**DIRECTIVE:**
Rewrite the data from its start through the line containing "[[[119,866],[119,777],[115,755],[103,760],[103,858],[101,871]]]", both ends included, substituting "narrow arched window" for "tall arched window" and leaving everything else unchanged.

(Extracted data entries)
---

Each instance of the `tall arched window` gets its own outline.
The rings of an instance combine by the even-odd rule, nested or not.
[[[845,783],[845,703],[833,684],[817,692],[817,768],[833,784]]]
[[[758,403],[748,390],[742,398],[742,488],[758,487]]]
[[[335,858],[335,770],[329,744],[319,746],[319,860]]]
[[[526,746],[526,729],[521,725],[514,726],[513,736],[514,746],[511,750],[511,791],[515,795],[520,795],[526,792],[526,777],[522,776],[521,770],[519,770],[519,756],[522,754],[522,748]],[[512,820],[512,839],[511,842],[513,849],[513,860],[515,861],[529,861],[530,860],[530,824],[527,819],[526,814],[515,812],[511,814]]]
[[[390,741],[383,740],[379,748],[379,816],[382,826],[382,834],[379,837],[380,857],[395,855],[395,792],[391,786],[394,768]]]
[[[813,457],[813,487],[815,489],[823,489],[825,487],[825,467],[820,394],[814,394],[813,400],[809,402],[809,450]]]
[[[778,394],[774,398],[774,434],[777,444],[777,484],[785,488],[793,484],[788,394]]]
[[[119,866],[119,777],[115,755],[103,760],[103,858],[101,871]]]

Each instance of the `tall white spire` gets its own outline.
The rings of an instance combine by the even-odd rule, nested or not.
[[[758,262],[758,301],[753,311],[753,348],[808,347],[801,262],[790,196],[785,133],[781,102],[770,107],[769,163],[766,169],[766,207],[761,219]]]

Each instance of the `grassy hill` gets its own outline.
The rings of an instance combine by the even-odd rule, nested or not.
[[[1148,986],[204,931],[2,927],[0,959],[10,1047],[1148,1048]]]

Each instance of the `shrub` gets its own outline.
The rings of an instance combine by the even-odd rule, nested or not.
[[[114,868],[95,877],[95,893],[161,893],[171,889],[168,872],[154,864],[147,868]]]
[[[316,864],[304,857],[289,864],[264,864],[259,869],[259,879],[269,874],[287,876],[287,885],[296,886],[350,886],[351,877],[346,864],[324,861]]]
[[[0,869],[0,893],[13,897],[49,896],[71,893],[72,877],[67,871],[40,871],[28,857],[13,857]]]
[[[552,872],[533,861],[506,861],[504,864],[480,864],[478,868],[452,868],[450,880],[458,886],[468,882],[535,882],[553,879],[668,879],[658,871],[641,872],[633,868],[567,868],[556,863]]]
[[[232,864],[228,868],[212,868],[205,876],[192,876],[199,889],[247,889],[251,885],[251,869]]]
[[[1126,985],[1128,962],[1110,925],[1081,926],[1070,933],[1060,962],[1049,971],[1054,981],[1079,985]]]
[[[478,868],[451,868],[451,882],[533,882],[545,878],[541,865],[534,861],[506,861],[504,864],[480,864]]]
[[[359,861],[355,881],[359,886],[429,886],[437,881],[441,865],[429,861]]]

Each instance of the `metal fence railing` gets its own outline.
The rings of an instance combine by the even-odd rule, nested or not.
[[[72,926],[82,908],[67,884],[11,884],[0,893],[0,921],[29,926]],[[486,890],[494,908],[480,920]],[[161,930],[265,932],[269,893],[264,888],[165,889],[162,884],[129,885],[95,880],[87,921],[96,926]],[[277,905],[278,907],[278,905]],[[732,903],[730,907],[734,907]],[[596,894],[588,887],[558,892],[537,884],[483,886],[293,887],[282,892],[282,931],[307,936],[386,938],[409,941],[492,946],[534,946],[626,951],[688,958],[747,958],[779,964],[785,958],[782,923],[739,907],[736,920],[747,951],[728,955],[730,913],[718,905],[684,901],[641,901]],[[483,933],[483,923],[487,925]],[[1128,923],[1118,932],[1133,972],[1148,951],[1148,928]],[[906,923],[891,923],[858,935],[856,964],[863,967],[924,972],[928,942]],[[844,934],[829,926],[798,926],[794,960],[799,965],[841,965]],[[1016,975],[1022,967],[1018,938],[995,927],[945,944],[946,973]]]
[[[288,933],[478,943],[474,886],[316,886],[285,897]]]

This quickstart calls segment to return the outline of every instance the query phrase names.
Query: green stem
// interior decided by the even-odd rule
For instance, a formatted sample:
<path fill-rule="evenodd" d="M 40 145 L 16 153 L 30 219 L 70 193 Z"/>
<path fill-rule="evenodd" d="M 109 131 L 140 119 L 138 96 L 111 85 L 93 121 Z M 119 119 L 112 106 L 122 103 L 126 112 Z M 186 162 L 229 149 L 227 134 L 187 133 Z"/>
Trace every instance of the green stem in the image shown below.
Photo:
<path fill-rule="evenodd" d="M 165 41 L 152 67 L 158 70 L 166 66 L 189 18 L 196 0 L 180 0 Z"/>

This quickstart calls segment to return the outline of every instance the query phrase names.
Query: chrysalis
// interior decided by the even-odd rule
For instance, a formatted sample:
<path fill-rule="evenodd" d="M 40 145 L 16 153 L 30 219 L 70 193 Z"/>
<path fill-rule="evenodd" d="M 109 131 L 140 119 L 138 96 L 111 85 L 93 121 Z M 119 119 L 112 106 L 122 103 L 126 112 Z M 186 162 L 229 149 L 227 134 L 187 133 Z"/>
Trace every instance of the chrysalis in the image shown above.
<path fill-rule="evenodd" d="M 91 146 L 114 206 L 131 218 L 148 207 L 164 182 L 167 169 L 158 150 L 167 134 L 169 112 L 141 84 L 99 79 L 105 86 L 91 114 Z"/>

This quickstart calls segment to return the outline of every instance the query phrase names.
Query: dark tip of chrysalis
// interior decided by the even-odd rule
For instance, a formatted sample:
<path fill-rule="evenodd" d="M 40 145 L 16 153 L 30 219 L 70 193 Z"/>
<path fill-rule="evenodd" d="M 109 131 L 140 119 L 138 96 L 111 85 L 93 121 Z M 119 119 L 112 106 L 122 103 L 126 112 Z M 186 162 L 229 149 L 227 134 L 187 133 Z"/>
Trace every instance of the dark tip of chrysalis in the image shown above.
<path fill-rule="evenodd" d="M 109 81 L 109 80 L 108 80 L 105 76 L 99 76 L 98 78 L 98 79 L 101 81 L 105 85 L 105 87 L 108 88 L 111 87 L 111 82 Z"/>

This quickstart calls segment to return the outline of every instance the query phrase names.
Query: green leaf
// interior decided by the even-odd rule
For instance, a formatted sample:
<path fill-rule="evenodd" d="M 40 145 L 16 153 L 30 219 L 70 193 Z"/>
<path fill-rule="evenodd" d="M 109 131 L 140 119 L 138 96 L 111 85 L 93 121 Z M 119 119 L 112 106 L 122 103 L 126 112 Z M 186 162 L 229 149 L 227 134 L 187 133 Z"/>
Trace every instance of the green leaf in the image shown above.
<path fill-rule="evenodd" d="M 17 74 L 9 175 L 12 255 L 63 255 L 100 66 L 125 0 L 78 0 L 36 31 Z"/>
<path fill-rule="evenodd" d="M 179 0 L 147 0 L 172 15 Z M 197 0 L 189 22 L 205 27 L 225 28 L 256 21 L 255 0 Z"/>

---

**EXPECTED ANSWER:**
Each instance of the `narrow arched window` gets its own outline.
The rings of an instance combine by the even-odd rule, nested or not.
[[[845,783],[845,703],[833,684],[817,692],[817,768],[833,784]]]
[[[758,403],[748,390],[742,398],[742,488],[758,487]]]
[[[335,858],[335,770],[329,744],[319,746],[319,860]]]
[[[526,746],[526,729],[521,725],[514,726],[513,736],[514,746],[511,750],[511,791],[515,795],[520,795],[526,792],[526,777],[522,776],[521,770],[519,770],[519,756],[522,754],[522,748]],[[512,820],[512,839],[511,842],[513,849],[513,860],[515,861],[529,861],[530,860],[530,824],[527,819],[526,814],[515,812],[511,814]]]
[[[390,741],[383,740],[379,748],[379,816],[382,826],[382,834],[379,837],[380,857],[395,855],[395,792],[391,786],[394,768]]]
[[[813,457],[813,487],[815,489],[823,489],[825,487],[825,467],[820,394],[814,394],[813,400],[809,402],[809,450]]]
[[[778,394],[774,398],[774,434],[777,444],[777,484],[785,488],[793,484],[788,394]]]
[[[119,866],[119,777],[115,755],[103,760],[103,858],[101,871]]]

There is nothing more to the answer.